Task brief: Copy out every line of the rows below, requests included, shifting each point coordinate in the answers by -69. Leave the pictures out.

============

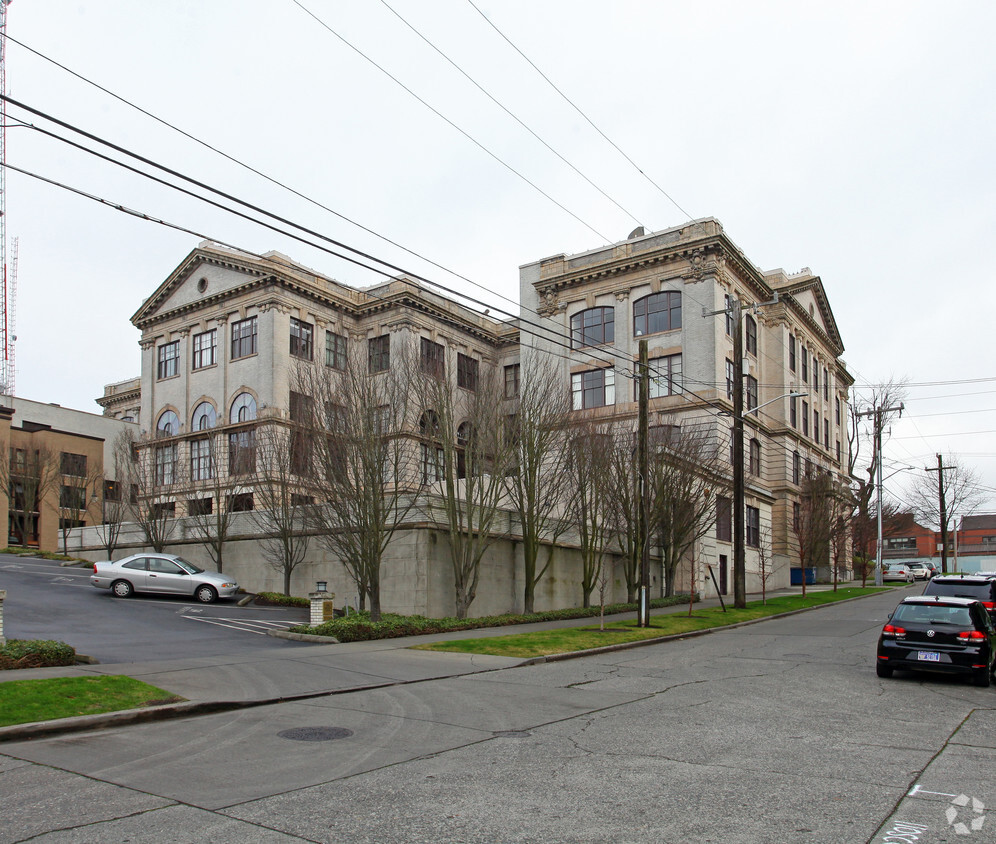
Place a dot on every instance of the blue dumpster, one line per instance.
(796, 576)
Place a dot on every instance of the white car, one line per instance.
(164, 574)
(897, 571)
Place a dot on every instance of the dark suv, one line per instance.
(980, 587)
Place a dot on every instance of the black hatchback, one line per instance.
(946, 635)
(977, 586)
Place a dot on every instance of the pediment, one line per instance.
(204, 276)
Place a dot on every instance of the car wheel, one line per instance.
(122, 589)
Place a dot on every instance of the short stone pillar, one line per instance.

============

Expected output:
Place a dot on every instance of the blue dumpster, one line per instance.
(727, 507)
Place a dot on every instance of the white car, one line per instance.
(95, 505)
(828, 502)
Place a dot on every instance of the dark suv, one line per instance.
(911, 518)
Place a dot on every instance of the black hatchback, one line per instance.
(877, 566)
(908, 517)
Place a dot on every instance of the pediment, one line per instance.
(135, 207)
Place a dot on every instance of the car wheel, one line per instance.
(53, 520)
Place a dot on every instance of the short stone pillar, one line per instance.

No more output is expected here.